* _EXERCISE DESCRIPTION_: Convert the records into a Markdown table with the columns Row and Line, starting at the line that contains "the gravel parking" and ending at the last line of the records. Put each line in its own numbered row and skip blank lines.

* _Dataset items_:
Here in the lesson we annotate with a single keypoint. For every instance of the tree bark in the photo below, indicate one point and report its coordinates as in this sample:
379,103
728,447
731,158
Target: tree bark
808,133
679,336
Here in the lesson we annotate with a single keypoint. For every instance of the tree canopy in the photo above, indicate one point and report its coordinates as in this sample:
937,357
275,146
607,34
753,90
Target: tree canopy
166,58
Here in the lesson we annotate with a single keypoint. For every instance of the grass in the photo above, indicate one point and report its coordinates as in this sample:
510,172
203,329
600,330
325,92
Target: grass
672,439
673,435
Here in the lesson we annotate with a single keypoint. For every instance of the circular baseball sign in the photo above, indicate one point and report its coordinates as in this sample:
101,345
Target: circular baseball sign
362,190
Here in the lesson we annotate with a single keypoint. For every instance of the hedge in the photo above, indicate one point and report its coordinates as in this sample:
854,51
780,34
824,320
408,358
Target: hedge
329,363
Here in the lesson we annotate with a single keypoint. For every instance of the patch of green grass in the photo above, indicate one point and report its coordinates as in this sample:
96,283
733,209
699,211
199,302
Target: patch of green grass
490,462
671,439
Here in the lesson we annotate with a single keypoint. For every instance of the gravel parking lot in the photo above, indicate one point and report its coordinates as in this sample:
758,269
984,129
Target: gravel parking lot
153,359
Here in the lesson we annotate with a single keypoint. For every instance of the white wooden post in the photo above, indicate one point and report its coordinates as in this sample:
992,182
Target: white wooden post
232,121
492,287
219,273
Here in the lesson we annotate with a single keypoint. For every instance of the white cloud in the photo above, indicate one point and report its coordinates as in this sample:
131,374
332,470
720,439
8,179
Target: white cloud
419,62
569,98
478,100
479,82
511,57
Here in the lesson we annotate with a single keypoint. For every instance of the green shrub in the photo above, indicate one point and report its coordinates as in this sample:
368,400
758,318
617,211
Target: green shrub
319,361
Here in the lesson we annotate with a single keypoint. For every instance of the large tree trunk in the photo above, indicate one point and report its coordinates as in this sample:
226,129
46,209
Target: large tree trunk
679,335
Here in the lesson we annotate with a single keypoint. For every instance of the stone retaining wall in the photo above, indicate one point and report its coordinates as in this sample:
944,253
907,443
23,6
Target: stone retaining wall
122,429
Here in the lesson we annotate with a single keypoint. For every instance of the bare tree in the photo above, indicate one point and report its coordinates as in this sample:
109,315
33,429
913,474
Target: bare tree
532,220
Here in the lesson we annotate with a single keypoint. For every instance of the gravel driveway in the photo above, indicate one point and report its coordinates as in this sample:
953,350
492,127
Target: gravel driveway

* _RESPONSE_:
| Row | Line |
|---|---|
| 1 | Here in the lesson we annotate with a single keypoint. For every instance of the gravel parking lot in the photo above, indicate one point and report its coordinates as in this sample: |
| 2 | 758,269 |
| 3 | 984,129 |
| 4 | Target: gravel parking lot |
| 5 | 153,359 |
| 6 | Here in the lesson we annotate with a single keypoint. For every instance of the white wooden post in the photo above, indicate one point and report its coordinates as in this sample: |
| 7 | 992,182 |
| 8 | Target: white wooden post |
| 9 | 232,121 |
| 10 | 492,287 |
| 11 | 219,273 |
| 12 | Here in the lesson we annotate with a single keypoint. For every instance of the white cloud in the photo above, indicate one point and report its coordinates as in this sample: |
| 13 | 131,374 |
| 14 | 332,470 |
| 15 | 720,439 |
| 16 | 8,179 |
| 17 | Target: white cloud |
| 18 | 419,62 |
| 19 | 569,98 |
| 20 | 478,100 |
| 21 | 479,82 |
| 22 | 511,57 |
| 23 | Here in the lesson we annotate with a single keypoint. For every instance of the green shrub in the photo above, indicate one point and report its coordinates as in this sample: |
| 24 | 368,400 |
| 25 | 758,318 |
| 26 | 617,211 |
| 27 | Target: green shrub |
| 28 | 319,361 |
| 29 | Here in the lesson we annotate with a single keypoint. For every instance of the large tree trunk in the photo above, indicate one point and report its coordinates as in this sample: |
| 30 | 226,129 |
| 31 | 46,209 |
| 32 | Target: large tree trunk |
| 33 | 679,335 |
| 34 | Here in the lesson we annotate with a single keypoint. For every instance of the stone retaining wall in the photo above, indicate one point and report its coordinates as in this sample: |
| 35 | 944,253 |
| 36 | 907,443 |
| 37 | 23,6 |
| 38 | Target: stone retaining wall |
| 39 | 122,429 |
| 40 | Here in the lesson we annotate with a single keypoint. For every instance of the bare tree in the photo above, indicate one point and report its coordinates as in this sample: |
| 41 | 109,315 |
| 42 | 33,429 |
| 43 | 913,474 |
| 44 | Target: bare tree |
| 45 | 532,220 |
| 46 | Here in the lesson we annotate with a single keypoint. For every instance of the gravel driveway in the photo above, indicate one point and report its coordinates as in this sample: |
| 47 | 953,350 |
| 48 | 492,127 |
| 49 | Target: gravel driveway |